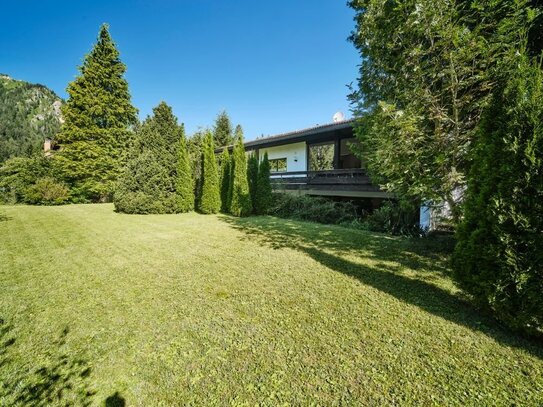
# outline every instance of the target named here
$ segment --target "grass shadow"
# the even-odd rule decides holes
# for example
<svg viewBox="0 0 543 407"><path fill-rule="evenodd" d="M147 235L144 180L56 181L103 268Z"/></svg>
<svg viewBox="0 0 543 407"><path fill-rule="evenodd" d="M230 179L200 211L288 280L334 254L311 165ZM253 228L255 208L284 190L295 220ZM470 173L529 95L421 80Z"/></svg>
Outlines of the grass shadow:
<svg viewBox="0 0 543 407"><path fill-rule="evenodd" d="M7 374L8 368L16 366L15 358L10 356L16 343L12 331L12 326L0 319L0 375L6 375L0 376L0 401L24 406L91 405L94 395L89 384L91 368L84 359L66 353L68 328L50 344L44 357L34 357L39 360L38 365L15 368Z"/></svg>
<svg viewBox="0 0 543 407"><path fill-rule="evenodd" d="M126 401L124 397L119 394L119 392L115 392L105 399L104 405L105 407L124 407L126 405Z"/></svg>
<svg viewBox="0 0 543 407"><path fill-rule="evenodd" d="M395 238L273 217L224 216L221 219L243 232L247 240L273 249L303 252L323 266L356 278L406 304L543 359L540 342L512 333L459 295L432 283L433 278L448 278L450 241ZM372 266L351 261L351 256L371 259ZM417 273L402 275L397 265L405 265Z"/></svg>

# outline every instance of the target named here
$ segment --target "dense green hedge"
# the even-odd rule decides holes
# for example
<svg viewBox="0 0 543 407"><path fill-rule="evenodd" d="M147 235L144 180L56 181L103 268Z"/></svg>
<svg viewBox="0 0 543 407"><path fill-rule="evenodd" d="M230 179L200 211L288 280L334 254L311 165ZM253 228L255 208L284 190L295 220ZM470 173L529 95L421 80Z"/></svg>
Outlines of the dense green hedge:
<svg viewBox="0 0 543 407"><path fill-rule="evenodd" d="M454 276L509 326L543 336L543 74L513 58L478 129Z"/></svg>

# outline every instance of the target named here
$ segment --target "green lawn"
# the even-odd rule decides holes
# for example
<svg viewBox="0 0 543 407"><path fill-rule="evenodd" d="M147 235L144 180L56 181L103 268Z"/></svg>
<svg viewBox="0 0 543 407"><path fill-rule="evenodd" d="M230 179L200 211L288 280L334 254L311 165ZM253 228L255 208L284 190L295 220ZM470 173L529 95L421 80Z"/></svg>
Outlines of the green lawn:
■ ■ ■
• **Exercise prompt**:
Take every line from the records above that has the word "segment" and copy it.

• **Your response**:
$ segment --target "grass shadow"
$ segment --target "dense green hedge"
$ segment --target "green lawn"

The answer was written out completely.